▸ ACTIVITY: Filter the entries for the string "query". Copy each line that has it.

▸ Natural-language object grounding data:
────────────────
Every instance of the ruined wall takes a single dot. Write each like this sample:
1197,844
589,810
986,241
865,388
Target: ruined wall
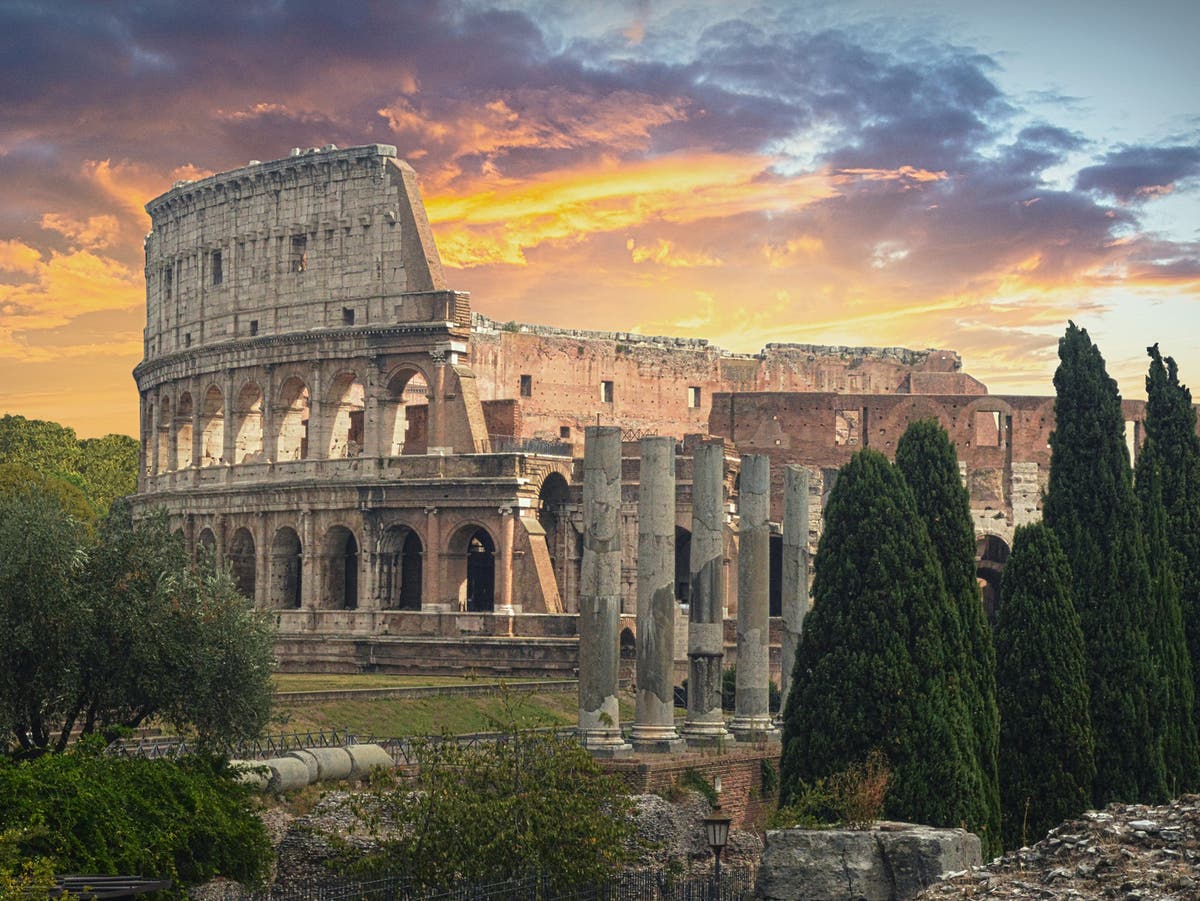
564,379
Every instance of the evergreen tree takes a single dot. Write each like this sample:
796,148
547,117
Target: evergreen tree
1174,701
1171,427
930,467
1045,732
1092,509
870,670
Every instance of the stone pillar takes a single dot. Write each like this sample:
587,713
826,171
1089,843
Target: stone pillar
600,594
795,590
751,715
654,724
706,641
504,562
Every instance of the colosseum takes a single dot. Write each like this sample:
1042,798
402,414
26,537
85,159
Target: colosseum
397,478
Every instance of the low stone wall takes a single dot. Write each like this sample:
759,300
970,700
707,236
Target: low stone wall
892,862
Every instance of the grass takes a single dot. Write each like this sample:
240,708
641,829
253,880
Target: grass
396,718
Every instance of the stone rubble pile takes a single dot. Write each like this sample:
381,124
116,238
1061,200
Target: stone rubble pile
1129,852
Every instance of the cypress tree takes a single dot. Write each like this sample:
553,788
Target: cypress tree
927,458
1045,732
1171,428
870,670
1173,701
1092,509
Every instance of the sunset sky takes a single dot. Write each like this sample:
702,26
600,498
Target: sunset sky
949,174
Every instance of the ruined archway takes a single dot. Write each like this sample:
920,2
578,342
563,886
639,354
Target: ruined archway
213,427
340,560
347,408
406,416
401,569
249,425
286,569
293,436
991,554
184,432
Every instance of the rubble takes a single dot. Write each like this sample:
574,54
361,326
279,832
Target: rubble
1131,852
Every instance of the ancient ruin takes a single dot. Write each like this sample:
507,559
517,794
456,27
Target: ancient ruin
403,482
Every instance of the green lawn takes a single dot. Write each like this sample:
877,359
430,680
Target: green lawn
395,718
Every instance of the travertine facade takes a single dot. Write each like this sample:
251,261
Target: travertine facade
401,481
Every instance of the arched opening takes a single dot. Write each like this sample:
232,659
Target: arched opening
775,583
241,562
471,565
213,427
165,424
347,404
552,516
341,562
683,565
184,432
249,422
207,548
991,554
286,569
406,419
401,556
293,438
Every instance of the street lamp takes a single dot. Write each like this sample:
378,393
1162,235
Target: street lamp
717,829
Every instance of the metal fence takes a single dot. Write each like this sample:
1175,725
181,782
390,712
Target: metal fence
737,884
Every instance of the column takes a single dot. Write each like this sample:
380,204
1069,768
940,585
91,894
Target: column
795,590
600,594
751,714
504,569
654,722
706,641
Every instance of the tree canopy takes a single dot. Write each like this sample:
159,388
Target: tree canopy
1045,731
870,671
1092,509
927,458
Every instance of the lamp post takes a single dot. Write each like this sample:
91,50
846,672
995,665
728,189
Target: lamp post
717,829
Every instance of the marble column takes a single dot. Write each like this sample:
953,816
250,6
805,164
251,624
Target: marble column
600,594
654,722
706,640
795,592
751,714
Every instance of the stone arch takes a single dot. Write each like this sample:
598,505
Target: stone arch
294,409
207,547
163,437
287,569
991,554
471,565
184,432
683,565
249,424
406,412
401,568
241,562
340,565
347,407
213,427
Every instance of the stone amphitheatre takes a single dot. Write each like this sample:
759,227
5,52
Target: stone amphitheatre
400,479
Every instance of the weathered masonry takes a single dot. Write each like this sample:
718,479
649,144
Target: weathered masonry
401,481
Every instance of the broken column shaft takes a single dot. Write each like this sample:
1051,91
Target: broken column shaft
654,722
706,640
751,716
600,593
795,590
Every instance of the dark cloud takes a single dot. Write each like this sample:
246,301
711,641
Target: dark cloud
1139,172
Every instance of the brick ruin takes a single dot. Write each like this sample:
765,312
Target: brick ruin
399,479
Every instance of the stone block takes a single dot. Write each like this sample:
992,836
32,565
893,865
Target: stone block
888,863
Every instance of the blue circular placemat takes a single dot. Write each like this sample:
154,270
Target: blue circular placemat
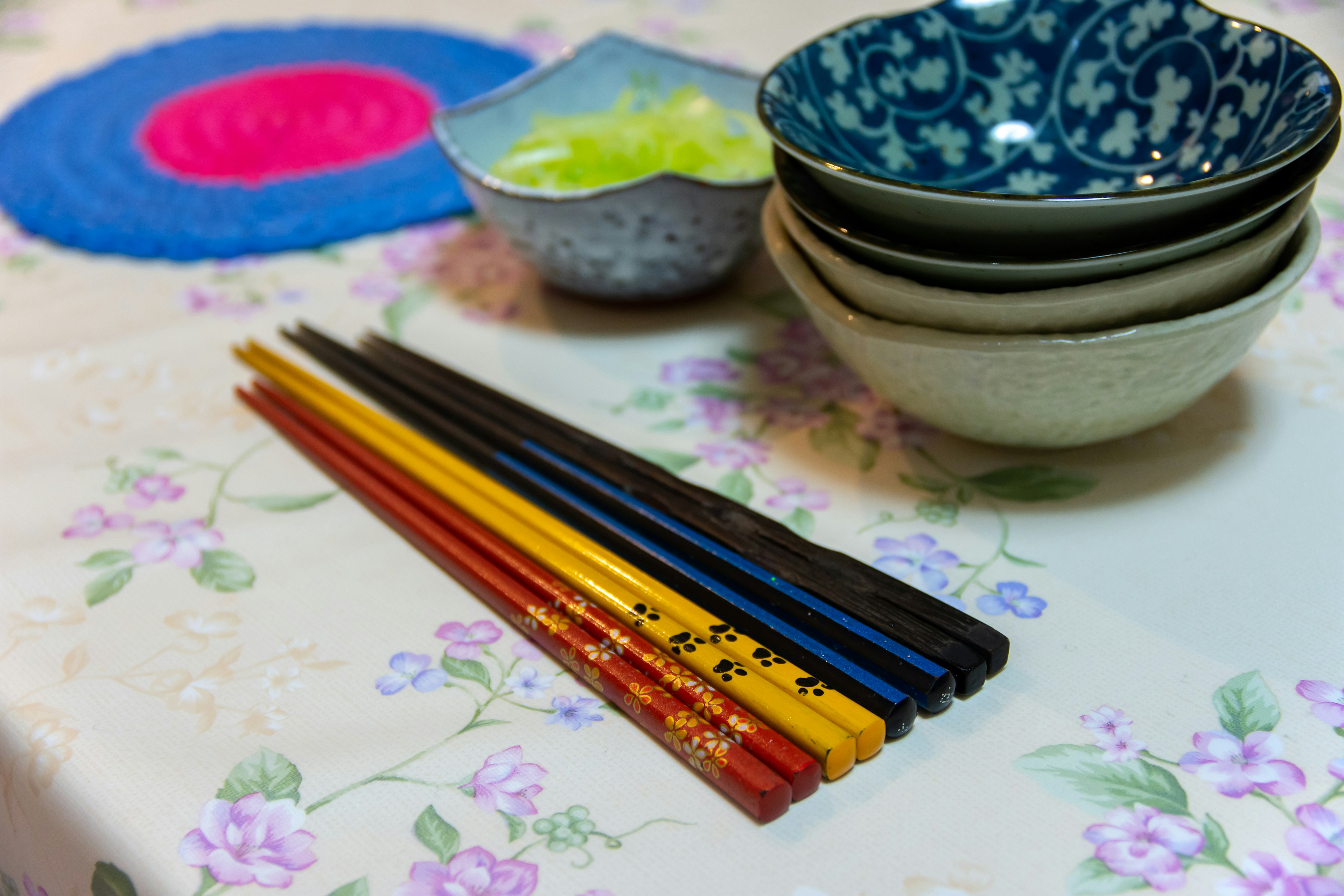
72,171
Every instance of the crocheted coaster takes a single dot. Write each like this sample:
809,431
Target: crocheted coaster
245,141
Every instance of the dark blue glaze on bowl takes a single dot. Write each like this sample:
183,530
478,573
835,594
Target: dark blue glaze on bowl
1058,103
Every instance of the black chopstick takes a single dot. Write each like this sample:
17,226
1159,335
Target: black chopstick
894,702
835,577
894,645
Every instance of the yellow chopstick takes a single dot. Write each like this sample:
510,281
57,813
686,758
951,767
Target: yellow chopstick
549,540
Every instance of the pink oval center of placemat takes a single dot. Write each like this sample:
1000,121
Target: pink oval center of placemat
286,121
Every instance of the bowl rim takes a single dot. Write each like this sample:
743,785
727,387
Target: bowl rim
815,293
814,246
975,197
467,167
826,221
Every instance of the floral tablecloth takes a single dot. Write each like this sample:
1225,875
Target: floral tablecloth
219,673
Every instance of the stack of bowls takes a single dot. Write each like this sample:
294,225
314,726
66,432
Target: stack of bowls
1050,222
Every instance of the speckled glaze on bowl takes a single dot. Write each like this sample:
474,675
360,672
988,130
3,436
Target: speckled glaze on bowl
1043,391
655,238
1176,290
1046,123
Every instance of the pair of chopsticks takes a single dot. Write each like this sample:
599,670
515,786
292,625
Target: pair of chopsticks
870,636
761,776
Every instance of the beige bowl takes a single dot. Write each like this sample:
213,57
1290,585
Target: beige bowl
1176,290
1043,391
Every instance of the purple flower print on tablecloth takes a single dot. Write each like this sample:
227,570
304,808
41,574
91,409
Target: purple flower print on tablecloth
1112,730
529,683
1319,839
1327,702
790,413
916,558
698,370
1146,843
734,453
506,784
525,649
1264,875
894,430
464,643
148,489
1120,746
179,543
574,713
417,250
795,493
1237,768
92,520
412,670
377,288
472,872
1105,721
1327,276
1011,597
251,841
715,414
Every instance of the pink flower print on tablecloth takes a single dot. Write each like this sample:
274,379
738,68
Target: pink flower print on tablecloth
148,489
1237,768
1264,875
1112,730
1320,839
506,784
92,520
697,370
465,641
412,670
795,493
912,558
472,872
734,453
1327,702
1104,721
179,543
251,841
1146,843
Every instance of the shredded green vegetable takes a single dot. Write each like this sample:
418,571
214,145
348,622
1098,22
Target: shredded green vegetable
640,135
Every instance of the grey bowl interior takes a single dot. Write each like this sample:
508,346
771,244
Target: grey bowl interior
589,78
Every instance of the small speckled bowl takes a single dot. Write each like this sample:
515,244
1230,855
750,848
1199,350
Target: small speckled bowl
654,238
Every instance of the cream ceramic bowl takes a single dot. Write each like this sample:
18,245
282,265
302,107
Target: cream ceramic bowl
1043,391
1176,290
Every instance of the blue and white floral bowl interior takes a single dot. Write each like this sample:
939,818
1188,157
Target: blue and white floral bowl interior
1051,97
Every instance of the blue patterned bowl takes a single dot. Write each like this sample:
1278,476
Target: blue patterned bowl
1041,128
658,237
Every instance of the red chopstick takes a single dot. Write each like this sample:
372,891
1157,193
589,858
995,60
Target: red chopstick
722,761
775,750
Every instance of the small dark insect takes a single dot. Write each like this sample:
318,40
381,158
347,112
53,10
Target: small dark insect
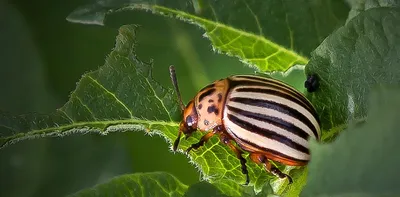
312,83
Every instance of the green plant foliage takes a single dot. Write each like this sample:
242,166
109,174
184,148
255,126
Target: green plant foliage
349,62
367,168
157,184
122,96
161,184
269,35
358,6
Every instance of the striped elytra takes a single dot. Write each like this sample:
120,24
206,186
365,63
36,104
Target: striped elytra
261,116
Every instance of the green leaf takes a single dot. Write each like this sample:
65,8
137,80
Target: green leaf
363,160
119,96
269,35
358,6
356,57
157,184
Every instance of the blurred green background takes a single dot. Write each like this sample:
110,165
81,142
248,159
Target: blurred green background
43,57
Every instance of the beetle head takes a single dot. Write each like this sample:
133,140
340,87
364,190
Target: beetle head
188,124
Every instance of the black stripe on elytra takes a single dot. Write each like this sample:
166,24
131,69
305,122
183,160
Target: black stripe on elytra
277,93
274,152
267,133
276,121
272,83
206,93
278,107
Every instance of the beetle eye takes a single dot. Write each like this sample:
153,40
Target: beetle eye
189,121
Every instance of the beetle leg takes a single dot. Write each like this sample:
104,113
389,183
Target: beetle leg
262,159
239,154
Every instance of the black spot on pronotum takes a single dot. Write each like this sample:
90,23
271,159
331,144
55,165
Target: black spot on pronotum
211,109
219,97
206,93
216,111
312,83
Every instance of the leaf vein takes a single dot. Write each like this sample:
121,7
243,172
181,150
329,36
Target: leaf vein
113,95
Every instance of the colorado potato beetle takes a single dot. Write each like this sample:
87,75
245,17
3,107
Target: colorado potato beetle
265,117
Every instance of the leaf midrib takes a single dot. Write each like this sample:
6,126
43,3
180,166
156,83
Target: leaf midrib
89,124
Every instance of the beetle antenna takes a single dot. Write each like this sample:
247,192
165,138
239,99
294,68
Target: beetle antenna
175,83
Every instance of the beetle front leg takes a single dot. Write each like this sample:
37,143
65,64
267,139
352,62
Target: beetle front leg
262,159
203,140
239,154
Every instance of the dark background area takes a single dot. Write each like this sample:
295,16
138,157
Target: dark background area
42,58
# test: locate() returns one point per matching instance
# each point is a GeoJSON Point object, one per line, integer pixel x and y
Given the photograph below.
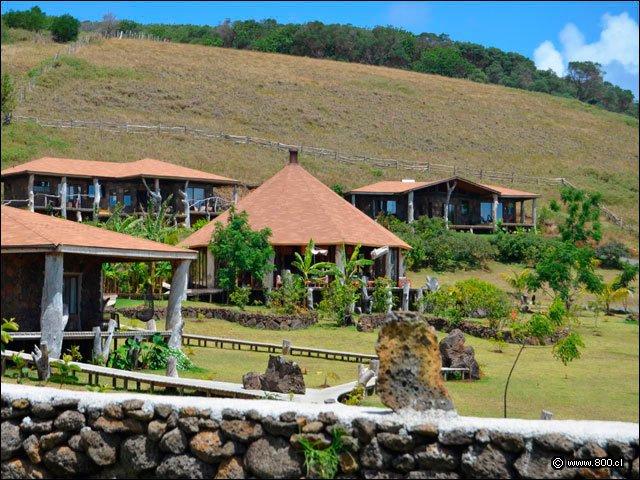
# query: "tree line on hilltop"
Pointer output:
{"type": "Point", "coordinates": [382, 46]}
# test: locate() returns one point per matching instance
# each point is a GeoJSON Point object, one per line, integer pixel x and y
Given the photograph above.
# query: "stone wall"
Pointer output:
{"type": "Point", "coordinates": [368, 323]}
{"type": "Point", "coordinates": [246, 319]}
{"type": "Point", "coordinates": [48, 432]}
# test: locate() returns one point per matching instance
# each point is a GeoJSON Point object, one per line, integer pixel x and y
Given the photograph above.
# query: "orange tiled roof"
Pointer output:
{"type": "Point", "coordinates": [296, 206]}
{"type": "Point", "coordinates": [25, 229]}
{"type": "Point", "coordinates": [147, 167]}
{"type": "Point", "coordinates": [390, 187]}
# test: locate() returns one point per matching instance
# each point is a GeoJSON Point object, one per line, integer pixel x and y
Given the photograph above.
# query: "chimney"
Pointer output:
{"type": "Point", "coordinates": [293, 155]}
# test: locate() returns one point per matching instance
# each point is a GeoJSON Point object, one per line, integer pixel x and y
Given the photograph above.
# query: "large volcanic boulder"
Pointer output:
{"type": "Point", "coordinates": [456, 355]}
{"type": "Point", "coordinates": [283, 375]}
{"type": "Point", "coordinates": [410, 364]}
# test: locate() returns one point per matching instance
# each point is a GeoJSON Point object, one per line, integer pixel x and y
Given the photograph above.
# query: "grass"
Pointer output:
{"type": "Point", "coordinates": [602, 385]}
{"type": "Point", "coordinates": [376, 111]}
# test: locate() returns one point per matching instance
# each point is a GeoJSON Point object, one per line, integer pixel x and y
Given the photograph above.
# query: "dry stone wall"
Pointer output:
{"type": "Point", "coordinates": [67, 434]}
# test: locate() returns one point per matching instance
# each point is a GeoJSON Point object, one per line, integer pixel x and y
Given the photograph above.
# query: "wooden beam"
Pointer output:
{"type": "Point", "coordinates": [178, 293]}
{"type": "Point", "coordinates": [96, 198]}
{"type": "Point", "coordinates": [52, 316]}
{"type": "Point", "coordinates": [63, 197]}
{"type": "Point", "coordinates": [410, 207]}
{"type": "Point", "coordinates": [31, 196]}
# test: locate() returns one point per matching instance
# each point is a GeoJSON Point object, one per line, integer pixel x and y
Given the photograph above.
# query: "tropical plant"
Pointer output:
────────────────
▸ ANSWER:
# query: "tree line on hilltop"
# query: "stone wall"
# query: "orange tiled roof"
# query: "chimney"
# query: "large volcanic boulder"
# query: "grass"
# query: "dry stone wall"
# query: "wooden beam"
# query: "tropical plant"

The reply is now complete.